Quote the listing below line for line, with no changes, and leave out the pictures.

##### Given records

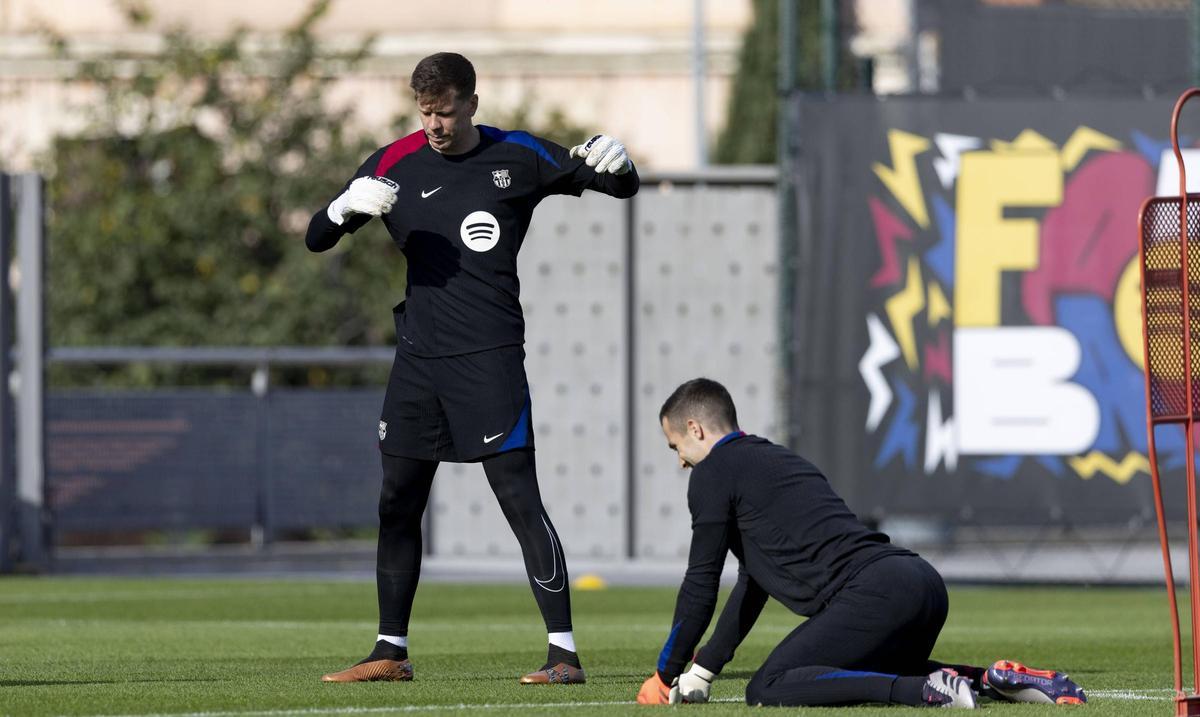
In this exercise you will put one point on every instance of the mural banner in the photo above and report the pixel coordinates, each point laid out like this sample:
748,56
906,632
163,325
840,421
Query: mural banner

##########

Correct response.
In this exercise you will put one point on every instance of the mural banner in the photo above and report the pixel coordinates, each point laid out like this sample:
748,56
906,632
163,325
840,421
Query: mural banner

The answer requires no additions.